Dataset excerpts on object pointing

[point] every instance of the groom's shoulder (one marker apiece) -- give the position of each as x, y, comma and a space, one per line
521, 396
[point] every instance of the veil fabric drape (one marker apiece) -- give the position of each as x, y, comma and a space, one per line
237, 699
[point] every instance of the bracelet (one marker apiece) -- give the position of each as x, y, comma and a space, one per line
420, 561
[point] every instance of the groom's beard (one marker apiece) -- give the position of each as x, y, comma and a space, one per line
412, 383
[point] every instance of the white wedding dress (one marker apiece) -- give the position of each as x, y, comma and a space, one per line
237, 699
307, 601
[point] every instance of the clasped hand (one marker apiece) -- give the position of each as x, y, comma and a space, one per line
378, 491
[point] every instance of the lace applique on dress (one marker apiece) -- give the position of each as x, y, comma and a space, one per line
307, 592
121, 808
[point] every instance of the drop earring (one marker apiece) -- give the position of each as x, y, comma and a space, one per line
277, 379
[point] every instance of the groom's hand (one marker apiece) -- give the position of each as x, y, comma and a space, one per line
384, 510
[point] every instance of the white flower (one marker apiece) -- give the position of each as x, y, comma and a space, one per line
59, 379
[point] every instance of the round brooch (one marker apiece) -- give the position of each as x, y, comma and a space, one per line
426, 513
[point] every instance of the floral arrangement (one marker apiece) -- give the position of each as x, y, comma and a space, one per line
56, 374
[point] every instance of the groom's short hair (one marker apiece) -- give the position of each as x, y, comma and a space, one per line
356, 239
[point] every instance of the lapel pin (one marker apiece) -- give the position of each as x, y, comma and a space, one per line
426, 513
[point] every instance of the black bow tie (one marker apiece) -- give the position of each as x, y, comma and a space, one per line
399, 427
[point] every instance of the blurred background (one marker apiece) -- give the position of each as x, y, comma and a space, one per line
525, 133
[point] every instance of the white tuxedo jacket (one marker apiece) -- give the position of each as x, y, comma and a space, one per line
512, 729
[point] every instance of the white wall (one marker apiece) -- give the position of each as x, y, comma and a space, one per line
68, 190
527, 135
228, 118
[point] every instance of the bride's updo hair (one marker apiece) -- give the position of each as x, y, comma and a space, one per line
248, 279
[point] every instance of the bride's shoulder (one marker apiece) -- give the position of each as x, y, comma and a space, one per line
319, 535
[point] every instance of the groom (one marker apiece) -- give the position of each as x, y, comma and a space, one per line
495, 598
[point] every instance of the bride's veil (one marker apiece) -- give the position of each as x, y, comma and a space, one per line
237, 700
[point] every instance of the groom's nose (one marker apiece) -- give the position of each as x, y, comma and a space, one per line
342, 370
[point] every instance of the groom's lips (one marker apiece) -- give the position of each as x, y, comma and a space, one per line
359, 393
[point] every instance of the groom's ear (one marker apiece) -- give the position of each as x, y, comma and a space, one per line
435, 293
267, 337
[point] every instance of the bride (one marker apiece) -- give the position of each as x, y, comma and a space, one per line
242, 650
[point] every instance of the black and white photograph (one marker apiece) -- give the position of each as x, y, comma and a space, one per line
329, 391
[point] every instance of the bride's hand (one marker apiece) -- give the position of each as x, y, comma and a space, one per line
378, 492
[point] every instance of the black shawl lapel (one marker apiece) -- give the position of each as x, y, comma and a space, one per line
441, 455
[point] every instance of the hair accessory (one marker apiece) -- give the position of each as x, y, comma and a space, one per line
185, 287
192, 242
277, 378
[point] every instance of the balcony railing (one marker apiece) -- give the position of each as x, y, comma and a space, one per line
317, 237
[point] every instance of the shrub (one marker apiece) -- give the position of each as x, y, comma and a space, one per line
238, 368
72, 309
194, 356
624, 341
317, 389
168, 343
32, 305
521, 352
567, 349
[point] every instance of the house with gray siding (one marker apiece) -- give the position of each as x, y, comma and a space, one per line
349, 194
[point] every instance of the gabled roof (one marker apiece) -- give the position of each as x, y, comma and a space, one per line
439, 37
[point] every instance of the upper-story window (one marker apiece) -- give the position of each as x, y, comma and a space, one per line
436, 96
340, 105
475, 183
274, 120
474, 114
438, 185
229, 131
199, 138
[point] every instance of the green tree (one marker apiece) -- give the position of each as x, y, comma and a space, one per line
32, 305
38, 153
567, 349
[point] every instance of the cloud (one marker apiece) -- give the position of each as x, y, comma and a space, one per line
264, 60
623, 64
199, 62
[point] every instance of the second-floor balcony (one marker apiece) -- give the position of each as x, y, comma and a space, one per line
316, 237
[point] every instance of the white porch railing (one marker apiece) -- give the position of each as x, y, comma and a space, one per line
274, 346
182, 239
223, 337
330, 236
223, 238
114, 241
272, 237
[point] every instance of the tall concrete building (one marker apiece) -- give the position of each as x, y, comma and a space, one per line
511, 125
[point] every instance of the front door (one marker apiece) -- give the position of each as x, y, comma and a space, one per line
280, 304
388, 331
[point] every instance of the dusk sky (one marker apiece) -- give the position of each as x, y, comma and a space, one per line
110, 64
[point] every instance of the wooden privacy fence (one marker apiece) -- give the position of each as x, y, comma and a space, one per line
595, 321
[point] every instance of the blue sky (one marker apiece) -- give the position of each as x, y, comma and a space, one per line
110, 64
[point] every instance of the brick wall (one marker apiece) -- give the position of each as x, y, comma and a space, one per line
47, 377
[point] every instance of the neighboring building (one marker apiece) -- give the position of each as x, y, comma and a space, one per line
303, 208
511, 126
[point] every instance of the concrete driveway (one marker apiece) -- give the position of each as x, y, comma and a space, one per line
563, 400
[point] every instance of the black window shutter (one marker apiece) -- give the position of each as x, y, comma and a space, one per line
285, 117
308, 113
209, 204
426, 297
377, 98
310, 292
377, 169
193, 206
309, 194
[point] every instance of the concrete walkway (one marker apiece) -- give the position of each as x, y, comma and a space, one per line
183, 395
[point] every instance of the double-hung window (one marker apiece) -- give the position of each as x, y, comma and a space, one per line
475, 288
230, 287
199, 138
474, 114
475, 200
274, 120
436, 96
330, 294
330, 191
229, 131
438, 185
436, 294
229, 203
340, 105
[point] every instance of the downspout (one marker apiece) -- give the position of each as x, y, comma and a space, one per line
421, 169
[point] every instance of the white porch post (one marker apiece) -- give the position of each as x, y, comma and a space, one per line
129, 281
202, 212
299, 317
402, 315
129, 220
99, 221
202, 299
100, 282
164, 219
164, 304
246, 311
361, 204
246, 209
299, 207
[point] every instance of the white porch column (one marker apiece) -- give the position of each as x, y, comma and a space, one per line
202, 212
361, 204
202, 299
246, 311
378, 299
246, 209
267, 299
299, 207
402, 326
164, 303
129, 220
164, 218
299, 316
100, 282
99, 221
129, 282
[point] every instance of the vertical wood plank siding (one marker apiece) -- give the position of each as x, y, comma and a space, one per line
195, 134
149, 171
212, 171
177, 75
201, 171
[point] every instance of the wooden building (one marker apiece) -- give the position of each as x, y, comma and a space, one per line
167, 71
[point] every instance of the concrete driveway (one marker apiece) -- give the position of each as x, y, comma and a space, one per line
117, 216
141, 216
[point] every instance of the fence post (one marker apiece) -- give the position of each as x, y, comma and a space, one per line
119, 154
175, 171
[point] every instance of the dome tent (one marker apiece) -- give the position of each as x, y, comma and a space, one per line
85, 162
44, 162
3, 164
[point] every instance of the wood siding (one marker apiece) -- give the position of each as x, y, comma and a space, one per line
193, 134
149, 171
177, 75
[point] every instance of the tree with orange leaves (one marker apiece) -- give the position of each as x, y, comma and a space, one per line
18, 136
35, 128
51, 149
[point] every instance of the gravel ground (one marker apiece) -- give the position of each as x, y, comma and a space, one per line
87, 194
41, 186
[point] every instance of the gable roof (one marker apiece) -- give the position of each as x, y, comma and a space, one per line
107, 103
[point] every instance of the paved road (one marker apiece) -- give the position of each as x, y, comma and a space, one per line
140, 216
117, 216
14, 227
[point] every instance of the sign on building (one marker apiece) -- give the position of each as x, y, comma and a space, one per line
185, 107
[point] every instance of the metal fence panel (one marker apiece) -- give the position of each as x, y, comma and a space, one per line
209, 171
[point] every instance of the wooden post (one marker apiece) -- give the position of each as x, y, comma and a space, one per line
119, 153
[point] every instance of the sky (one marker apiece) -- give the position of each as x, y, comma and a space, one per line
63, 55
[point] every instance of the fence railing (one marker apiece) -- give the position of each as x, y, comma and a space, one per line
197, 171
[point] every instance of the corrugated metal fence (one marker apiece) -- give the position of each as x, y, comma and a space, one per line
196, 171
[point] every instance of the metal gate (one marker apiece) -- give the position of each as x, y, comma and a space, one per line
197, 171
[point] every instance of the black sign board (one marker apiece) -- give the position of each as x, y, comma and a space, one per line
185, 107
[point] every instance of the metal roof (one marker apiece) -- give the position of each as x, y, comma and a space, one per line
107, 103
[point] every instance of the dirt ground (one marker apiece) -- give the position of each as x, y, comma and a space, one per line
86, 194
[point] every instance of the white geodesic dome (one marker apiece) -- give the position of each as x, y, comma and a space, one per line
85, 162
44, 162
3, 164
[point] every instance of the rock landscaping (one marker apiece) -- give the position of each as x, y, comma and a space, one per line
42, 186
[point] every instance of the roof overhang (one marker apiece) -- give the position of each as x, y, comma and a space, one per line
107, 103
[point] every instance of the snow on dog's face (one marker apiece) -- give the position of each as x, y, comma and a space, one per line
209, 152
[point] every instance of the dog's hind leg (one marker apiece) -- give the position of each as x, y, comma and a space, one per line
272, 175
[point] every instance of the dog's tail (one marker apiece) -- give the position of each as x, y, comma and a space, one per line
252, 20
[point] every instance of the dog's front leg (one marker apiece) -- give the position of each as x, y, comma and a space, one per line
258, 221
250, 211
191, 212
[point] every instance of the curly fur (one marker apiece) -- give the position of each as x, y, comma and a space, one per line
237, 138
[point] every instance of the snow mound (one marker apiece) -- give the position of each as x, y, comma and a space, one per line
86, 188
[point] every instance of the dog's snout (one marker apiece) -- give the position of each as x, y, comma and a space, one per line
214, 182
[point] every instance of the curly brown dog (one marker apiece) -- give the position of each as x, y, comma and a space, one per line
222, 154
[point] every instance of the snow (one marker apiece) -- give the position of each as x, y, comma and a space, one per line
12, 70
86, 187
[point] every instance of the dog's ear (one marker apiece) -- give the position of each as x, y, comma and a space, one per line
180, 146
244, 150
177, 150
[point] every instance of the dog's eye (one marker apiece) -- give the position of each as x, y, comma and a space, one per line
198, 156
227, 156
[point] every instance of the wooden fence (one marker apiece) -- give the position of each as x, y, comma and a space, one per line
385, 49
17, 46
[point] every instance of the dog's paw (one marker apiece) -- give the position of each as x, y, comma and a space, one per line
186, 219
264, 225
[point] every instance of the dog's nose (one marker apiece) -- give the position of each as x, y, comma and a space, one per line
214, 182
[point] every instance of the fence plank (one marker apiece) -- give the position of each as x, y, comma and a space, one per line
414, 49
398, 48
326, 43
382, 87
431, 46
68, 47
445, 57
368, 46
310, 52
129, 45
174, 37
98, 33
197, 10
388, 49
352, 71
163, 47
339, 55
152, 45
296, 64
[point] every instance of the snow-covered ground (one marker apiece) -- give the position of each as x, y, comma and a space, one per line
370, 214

Written instruction: In the listing above, find the line containing "[point] every instance of the dog's paw" and please quote exactly that line through the last one, and no other lines.

Output of the task:
[point] every instance of the dog's paw (one marker apiece) -- give the position of each as x, y, comma and a space, one per line
186, 219
264, 225
[point] every instance of the dog's nose (one marker apiece) -- give the position of each as x, y, comma and a space, one per line
214, 182
[point] every instance of the fence plank (one marker apiece) -- give the position of each as x, y, comma and a space, one per line
414, 49
398, 48
326, 43
382, 87
431, 46
68, 47
445, 57
368, 46
310, 52
129, 45
174, 37
98, 33
197, 10
388, 49
352, 71
163, 47
339, 55
152, 45
296, 64
[point] every instance of the snow-covered ground (one marker apiece) -- give the position of each as x, y, comma and a space, one per line
370, 214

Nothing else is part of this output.